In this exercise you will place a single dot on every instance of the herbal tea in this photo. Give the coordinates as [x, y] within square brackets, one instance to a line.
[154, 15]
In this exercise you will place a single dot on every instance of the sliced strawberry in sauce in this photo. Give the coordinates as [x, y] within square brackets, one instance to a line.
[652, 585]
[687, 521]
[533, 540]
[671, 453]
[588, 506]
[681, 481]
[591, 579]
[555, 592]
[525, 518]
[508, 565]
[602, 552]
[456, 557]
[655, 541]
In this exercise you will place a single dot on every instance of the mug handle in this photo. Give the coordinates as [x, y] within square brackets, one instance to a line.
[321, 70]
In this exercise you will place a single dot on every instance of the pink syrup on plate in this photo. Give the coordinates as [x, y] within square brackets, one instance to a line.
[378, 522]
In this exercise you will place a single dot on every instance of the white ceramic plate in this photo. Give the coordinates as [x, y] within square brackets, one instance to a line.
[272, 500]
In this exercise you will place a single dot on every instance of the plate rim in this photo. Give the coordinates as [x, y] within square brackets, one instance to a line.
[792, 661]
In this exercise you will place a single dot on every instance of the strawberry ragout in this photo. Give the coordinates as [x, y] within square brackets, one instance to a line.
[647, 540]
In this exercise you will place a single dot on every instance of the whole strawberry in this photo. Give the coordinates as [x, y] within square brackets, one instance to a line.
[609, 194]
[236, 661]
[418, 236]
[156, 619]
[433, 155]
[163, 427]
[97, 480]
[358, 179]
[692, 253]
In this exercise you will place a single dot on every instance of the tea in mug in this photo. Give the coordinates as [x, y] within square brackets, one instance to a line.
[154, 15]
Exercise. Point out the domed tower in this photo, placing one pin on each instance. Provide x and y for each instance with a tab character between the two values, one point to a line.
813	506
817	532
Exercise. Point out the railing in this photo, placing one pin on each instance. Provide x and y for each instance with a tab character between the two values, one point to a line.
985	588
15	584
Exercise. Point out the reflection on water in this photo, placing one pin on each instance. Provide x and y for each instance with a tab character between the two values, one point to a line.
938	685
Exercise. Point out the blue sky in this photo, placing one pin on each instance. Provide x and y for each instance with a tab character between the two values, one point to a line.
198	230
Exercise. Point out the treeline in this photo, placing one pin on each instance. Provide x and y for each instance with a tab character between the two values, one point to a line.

_EXERCISE_
Produce the entries again, character for character.

_TASK ANSWER_
In this exercise you will place a single dot on every instance of the herbal tea in this photo. Give the coordinates as [x, y] within square brackets, one instance to a line.
[154, 15]
In this exercise you will place a single dot on every instance of the sliced strawberry in sauce in this photo. Give the coordinates as [x, y] within square brackets, one instance to a line.
[652, 585]
[687, 521]
[533, 540]
[671, 453]
[588, 506]
[681, 481]
[591, 579]
[555, 592]
[525, 518]
[508, 565]
[602, 552]
[456, 557]
[655, 541]
In this exercise you will place a single dot on every instance of the mug handle in this photo. Give the coordinates as [x, y] within square brackets, one instance to a line.
[321, 70]
In this exercise you will place a single dot on every instance of the pink syrup on plate in this photo. Give the coordinates as [x, y] within square brackets, one instance to a line.
[378, 522]
In this exercise you will place a single dot on every instance of the white ceramic plate in this photo. Give the coordinates as [x, y] within square brackets, one instance to a line.
[272, 500]
In this exercise you will place a single dot on every instance of the plate rim in this photo. Give the coordinates as [x, y] within square brackets, one instance to a line.
[792, 661]
In this exercise you will place a single dot on every instance of the strawberry ragout in this photo. Give the coordinates as [x, y] within square brackets, one instance to a line.
[647, 540]
In this exercise you will place a single dot on every instance of the whole strawberry in this photo. Give the coordinates as [x, y] within square brackets, one instance to a line.
[609, 194]
[236, 661]
[418, 236]
[156, 619]
[433, 155]
[163, 427]
[97, 480]
[358, 179]
[692, 253]
In this exercise you will place a single dot on every instance of the tea in mug in this photo. Give the coordinates as [x, y] within square brackets, one instance to a line.
[154, 15]
Exercise. Point out the domed tower in this photo, placing one pin on each instance. Provide x and y for each instance with a tab character between the two values, one point to a line.
813	506
817	532
Exercise. Point out the railing in this photo, placing one pin on each instance. Provide x and y for each instance with a tab character between the two values, one point to a line.
985	588
15	584
Exercise. Point out the reflection on water in this photo, placing one pin on each instance. Provide x and y for each instance with a tab character between the two values, one point to a line.
938	685
Exercise. Point out the blue sky in this photo, placing one pin on each instance. Provide x and y for each instance with a tab character between the two values, one point to a line.
198	230
Exercise. Point out the treeline in this photo, placing one pin on each instance. Provide x and y for each instance with a tab character between the two values, one point to a line.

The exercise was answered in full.